┌────────

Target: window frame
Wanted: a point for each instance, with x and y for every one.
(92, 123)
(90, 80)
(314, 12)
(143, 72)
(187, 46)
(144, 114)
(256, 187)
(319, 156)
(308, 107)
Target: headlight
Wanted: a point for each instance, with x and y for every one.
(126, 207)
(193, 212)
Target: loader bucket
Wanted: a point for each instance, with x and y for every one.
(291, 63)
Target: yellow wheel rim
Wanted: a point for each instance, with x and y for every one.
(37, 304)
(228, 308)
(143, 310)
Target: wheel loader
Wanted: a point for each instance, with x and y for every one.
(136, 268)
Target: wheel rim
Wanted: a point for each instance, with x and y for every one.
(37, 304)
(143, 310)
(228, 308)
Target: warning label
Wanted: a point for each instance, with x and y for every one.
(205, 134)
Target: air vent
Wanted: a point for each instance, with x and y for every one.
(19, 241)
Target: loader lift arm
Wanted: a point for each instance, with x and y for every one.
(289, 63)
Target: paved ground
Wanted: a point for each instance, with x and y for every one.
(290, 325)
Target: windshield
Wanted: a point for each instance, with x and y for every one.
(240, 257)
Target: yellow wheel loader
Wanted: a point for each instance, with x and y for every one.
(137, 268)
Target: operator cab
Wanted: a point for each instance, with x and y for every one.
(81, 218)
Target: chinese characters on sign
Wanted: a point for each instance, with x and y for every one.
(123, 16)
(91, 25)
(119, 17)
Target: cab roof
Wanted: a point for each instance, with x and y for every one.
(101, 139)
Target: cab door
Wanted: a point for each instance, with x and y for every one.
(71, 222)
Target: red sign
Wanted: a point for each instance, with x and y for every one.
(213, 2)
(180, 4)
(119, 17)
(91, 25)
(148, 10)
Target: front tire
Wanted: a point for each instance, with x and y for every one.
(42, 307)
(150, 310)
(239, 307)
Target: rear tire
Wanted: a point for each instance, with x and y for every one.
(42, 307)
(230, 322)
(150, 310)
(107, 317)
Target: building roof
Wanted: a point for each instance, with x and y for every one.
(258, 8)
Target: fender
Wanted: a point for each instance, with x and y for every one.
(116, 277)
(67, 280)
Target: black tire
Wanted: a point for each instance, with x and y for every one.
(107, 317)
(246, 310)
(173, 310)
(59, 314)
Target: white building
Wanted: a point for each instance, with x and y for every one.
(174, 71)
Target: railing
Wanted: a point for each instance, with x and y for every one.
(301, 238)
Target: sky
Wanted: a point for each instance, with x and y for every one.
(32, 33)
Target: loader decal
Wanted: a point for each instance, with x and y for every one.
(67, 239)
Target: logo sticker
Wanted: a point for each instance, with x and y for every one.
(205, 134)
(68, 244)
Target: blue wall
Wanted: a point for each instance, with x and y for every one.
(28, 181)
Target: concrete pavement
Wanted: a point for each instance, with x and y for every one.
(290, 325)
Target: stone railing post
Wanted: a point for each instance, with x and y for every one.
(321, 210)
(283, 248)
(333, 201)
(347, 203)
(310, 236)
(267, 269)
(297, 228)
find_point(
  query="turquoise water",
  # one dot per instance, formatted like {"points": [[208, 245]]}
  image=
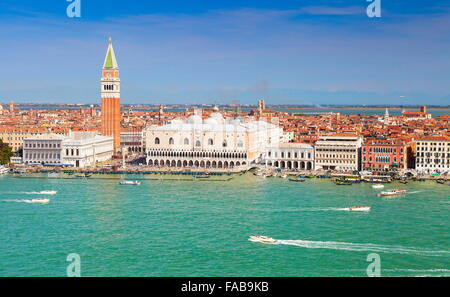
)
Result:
{"points": [[201, 228]]}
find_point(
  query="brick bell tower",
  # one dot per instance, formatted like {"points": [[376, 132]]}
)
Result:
{"points": [[110, 92]]}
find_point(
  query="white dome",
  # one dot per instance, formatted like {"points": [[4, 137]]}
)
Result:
{"points": [[177, 121], [195, 119], [218, 117], [211, 121]]}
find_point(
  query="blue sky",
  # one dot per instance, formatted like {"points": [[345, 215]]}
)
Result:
{"points": [[293, 52]]}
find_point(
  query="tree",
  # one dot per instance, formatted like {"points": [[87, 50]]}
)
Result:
{"points": [[5, 153]]}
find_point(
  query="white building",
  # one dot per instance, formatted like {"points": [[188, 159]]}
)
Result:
{"points": [[290, 156], [79, 149], [433, 154], [212, 143], [340, 153]]}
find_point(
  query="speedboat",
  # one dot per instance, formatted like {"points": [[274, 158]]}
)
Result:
{"points": [[130, 183], [48, 192], [360, 208], [41, 201], [3, 170], [393, 193], [262, 239]]}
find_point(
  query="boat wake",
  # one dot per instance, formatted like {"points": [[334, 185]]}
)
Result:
{"points": [[41, 193], [33, 201], [357, 247]]}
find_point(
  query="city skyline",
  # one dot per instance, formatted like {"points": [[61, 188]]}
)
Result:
{"points": [[298, 52]]}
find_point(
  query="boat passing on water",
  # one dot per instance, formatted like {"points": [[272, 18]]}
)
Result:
{"points": [[262, 239], [297, 180], [41, 201], [393, 193], [130, 183], [360, 208], [3, 170]]}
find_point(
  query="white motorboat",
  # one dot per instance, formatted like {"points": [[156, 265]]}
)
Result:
{"points": [[3, 170], [393, 193], [361, 208], [41, 201], [130, 183], [48, 192], [262, 239]]}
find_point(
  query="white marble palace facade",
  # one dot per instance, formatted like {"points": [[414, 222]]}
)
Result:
{"points": [[297, 156], [215, 142]]}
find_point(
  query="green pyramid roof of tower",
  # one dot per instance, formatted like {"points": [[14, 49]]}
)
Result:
{"points": [[110, 59]]}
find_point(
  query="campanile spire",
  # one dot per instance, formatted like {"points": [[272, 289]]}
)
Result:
{"points": [[110, 94]]}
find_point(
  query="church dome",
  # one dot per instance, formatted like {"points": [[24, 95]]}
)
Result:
{"points": [[177, 121], [218, 117], [195, 119], [211, 121]]}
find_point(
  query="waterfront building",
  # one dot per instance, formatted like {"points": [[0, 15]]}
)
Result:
{"points": [[383, 154], [110, 93], [15, 137], [132, 141], [417, 115], [215, 142], [290, 156], [78, 149], [433, 154], [338, 152]]}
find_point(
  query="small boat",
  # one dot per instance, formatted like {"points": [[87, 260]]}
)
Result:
{"points": [[130, 183], [41, 201], [343, 183], [48, 192], [4, 170], [262, 239], [83, 175], [361, 208], [297, 180], [393, 193]]}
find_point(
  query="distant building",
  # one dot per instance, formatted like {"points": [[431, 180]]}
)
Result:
{"points": [[110, 93], [340, 153], [382, 154], [290, 156], [211, 143], [433, 154], [79, 149], [417, 115], [132, 141]]}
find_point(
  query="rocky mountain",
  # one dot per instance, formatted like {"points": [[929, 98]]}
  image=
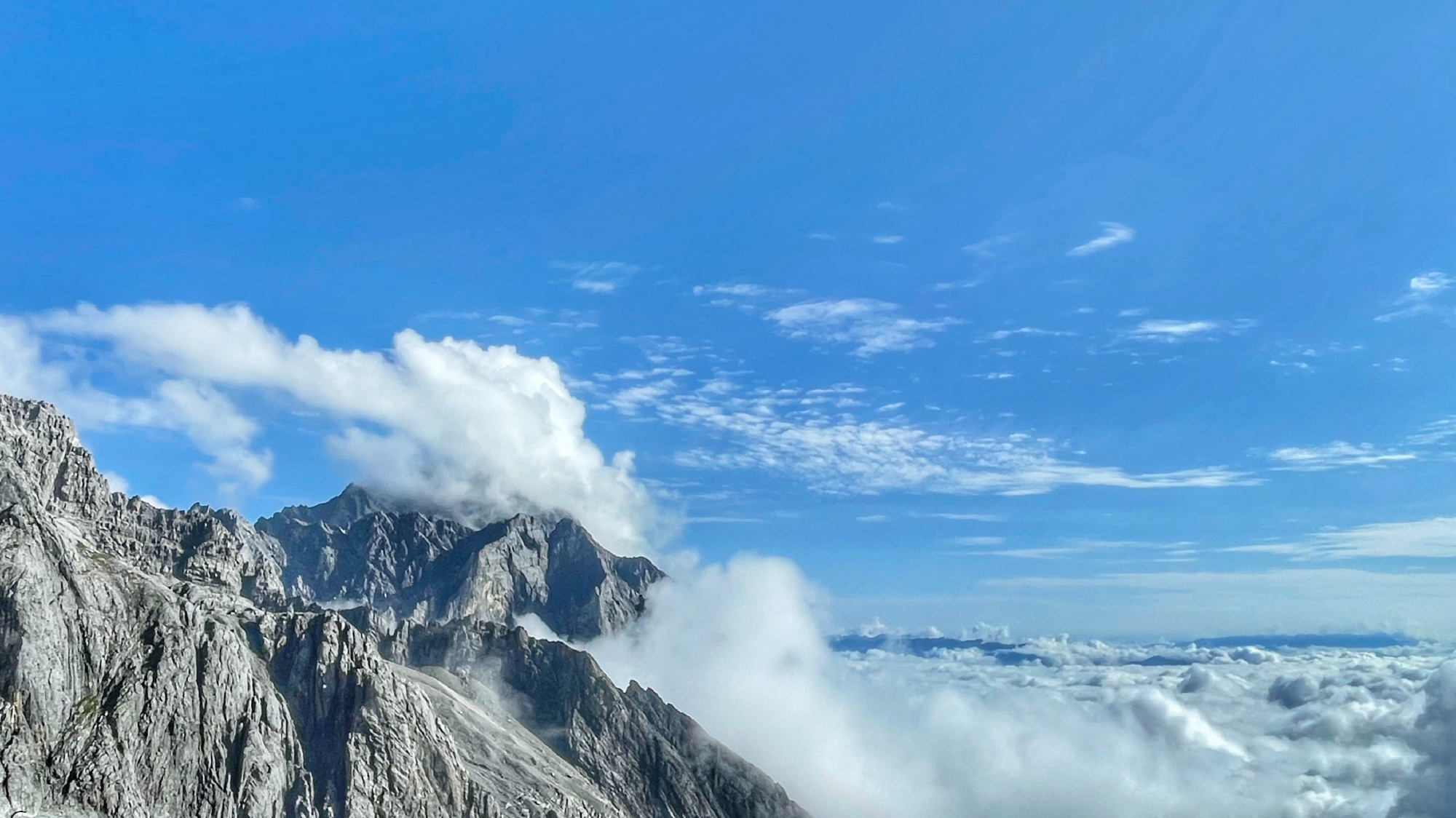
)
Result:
{"points": [[180, 663], [363, 548]]}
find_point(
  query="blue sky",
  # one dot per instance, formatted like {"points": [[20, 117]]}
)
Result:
{"points": [[1116, 318]]}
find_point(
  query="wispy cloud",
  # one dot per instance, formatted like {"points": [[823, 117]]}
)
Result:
{"points": [[871, 327], [742, 290], [1177, 331], [986, 248], [1005, 334], [1422, 290], [1113, 235], [1337, 455], [818, 442], [1435, 433], [599, 277], [1435, 538], [982, 541], [963, 285]]}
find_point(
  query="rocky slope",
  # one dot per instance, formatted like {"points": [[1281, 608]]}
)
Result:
{"points": [[177, 663], [362, 548]]}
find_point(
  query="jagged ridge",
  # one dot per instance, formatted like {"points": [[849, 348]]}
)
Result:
{"points": [[152, 664]]}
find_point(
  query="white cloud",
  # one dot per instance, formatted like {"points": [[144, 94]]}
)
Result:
{"points": [[957, 736], [1005, 334], [1436, 433], [1177, 331], [788, 432], [599, 277], [982, 541], [742, 290], [1200, 603], [1422, 290], [1113, 235], [1435, 538], [189, 407], [871, 327], [1337, 455], [477, 430], [1429, 285], [633, 398]]}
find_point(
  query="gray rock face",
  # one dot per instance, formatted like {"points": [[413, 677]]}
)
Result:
{"points": [[365, 549], [152, 664]]}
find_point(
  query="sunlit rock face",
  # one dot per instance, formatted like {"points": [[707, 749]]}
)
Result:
{"points": [[369, 549], [178, 663]]}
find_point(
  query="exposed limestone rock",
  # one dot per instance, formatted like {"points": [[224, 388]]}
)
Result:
{"points": [[152, 664], [435, 570]]}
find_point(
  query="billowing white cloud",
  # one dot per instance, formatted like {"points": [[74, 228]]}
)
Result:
{"points": [[1337, 455], [449, 423], [1422, 290], [871, 327], [1080, 733], [1113, 235]]}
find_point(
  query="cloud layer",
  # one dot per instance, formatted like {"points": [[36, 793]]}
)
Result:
{"points": [[1080, 730], [478, 432], [871, 327]]}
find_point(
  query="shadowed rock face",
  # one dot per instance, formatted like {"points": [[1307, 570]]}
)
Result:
{"points": [[152, 663], [359, 548]]}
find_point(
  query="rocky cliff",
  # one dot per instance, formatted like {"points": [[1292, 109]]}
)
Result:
{"points": [[178, 663]]}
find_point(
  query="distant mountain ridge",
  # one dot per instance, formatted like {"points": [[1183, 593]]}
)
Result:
{"points": [[178, 663]]}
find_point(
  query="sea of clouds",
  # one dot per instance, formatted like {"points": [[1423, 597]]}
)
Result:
{"points": [[1243, 731], [1080, 731]]}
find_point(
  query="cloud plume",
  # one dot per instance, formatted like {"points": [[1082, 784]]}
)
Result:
{"points": [[468, 429]]}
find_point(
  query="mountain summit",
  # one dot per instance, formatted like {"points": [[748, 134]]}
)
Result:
{"points": [[360, 548], [177, 663]]}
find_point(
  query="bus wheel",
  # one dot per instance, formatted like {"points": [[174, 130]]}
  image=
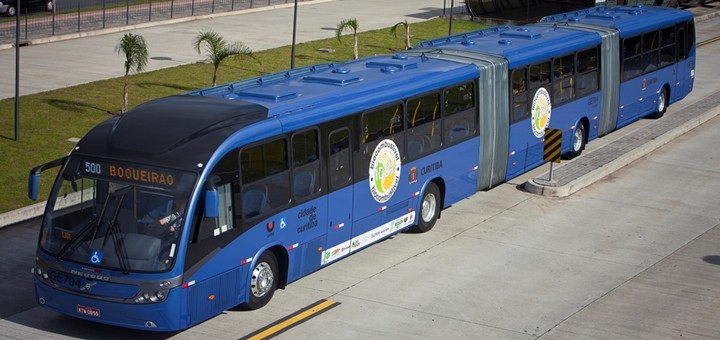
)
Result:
{"points": [[661, 105], [429, 209], [578, 144], [263, 281]]}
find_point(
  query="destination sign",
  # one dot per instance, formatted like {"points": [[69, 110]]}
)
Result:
{"points": [[123, 172]]}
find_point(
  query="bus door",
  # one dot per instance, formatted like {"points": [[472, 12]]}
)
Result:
{"points": [[685, 60], [340, 198]]}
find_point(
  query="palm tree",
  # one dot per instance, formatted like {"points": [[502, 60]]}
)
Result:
{"points": [[352, 25], [134, 47], [393, 30], [218, 50]]}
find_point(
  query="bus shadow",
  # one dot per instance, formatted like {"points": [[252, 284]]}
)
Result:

└────────

--- Exercise objective ---
Stop at the line containing "Target: wheel rim". Please print exactly every line before it from the start of the records, plus that line itself, and nothing else.

--- Answer for this exercise ---
Target: window frame
Wanted: a point for each instance, with x and y for every one.
(92, 123)
(90, 80)
(314, 12)
(143, 72)
(187, 46)
(144, 114)
(256, 187)
(319, 156)
(308, 107)
Target: headlight
Wanted: a point for each instance, with x and y for every one.
(126, 207)
(193, 212)
Target: loader bucket
Wanted: a point for each instance, with x and y for every one.
(291, 63)
Target: yellow wheel rim
Wanted: a point for each instance, with x and y for every one.
(37, 304)
(228, 308)
(143, 310)
Target: wheel loader
Wanted: a point for each instance, with x and y for every one.
(136, 268)
Target: wheel rim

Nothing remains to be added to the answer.